Aim of the task:
Go through the records below line by line and report how many lines include "player", giving the number only.
*** Available data ***
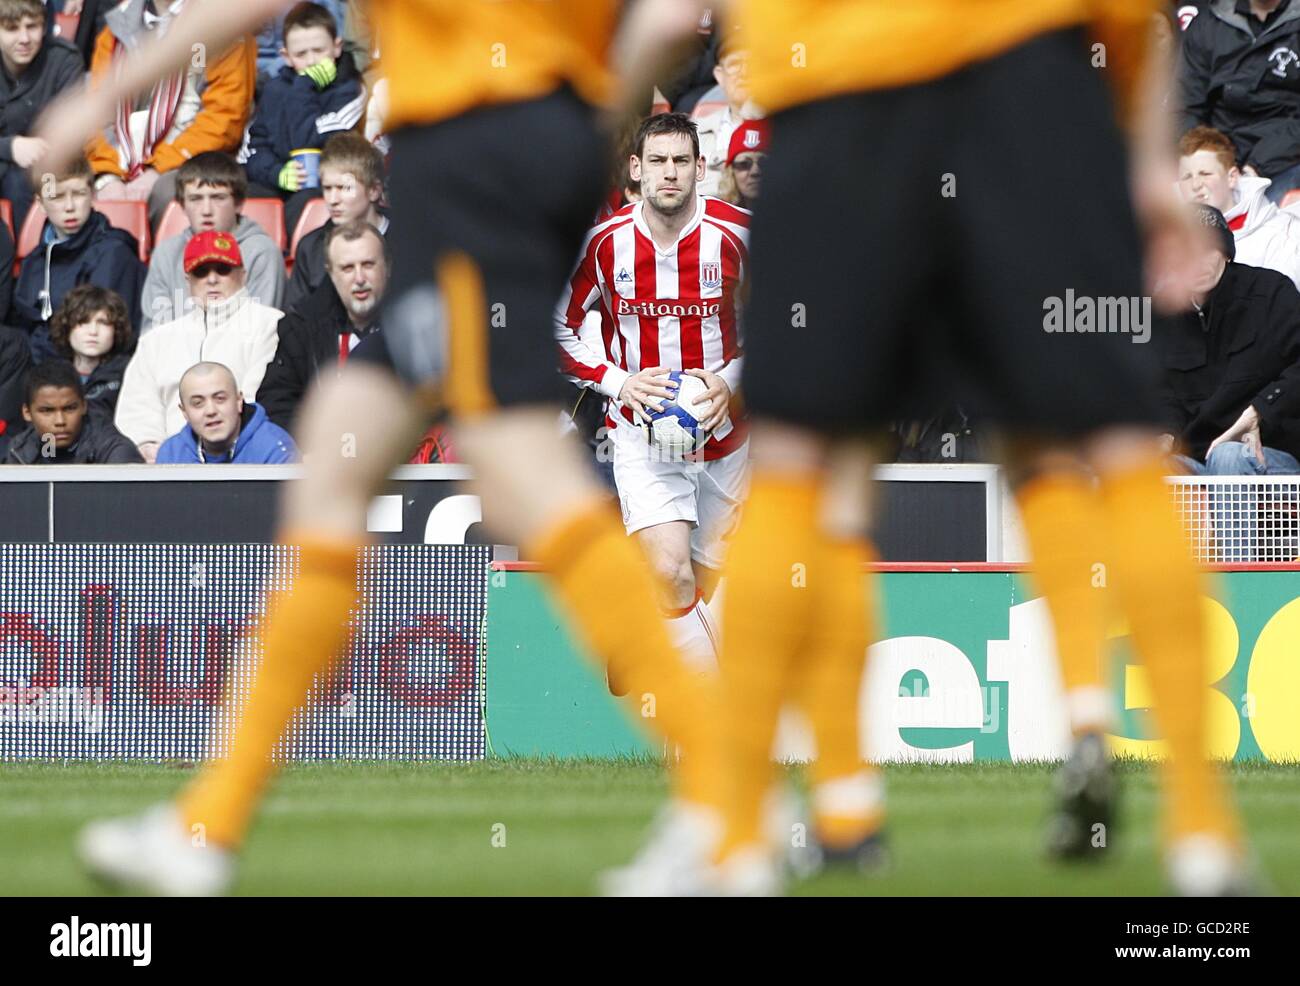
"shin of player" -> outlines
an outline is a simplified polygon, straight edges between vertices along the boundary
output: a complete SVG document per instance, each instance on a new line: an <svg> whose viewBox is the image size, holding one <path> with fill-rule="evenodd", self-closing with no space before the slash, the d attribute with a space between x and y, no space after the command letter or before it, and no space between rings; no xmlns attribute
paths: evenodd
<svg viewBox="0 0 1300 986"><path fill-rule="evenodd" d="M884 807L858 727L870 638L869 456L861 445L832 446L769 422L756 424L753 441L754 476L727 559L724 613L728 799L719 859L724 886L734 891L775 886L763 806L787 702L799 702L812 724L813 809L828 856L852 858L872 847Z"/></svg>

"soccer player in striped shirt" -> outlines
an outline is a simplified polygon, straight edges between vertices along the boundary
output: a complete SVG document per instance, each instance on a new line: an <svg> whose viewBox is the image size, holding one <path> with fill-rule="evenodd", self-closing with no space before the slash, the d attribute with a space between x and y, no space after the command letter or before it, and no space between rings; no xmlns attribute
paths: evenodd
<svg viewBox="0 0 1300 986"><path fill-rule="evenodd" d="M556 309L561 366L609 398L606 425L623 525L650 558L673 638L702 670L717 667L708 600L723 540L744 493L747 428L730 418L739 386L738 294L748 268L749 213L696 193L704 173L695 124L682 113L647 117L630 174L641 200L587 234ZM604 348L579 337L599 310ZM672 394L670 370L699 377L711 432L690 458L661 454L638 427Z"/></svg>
*** End of Available data ***
*** Available data ***
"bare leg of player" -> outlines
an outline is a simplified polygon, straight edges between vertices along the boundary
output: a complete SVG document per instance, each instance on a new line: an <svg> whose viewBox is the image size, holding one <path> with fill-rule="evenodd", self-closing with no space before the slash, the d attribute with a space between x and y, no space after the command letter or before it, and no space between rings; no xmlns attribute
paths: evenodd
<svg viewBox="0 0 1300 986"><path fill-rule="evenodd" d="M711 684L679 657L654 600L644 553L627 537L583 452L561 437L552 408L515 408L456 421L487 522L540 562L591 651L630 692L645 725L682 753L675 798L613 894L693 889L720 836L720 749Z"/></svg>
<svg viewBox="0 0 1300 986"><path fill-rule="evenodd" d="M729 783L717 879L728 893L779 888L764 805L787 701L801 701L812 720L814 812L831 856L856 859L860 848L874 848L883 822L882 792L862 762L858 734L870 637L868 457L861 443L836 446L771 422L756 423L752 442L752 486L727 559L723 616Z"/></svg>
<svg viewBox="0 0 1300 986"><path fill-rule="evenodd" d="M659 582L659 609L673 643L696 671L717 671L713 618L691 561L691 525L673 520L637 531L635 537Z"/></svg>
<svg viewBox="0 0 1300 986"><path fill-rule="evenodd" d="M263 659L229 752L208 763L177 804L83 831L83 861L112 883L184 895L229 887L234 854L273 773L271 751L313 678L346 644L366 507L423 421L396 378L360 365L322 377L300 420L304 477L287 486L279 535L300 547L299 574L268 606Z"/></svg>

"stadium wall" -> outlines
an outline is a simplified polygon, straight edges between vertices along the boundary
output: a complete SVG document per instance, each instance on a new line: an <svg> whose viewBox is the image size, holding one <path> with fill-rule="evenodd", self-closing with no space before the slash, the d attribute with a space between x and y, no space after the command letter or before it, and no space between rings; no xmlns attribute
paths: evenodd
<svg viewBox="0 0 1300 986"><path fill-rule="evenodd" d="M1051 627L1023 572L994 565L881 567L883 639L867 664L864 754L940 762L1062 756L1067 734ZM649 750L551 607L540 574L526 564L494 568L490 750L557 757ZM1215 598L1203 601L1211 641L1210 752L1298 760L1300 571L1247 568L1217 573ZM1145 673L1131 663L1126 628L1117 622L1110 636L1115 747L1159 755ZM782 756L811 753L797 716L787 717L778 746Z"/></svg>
*** End of Available data ***
Task response:
3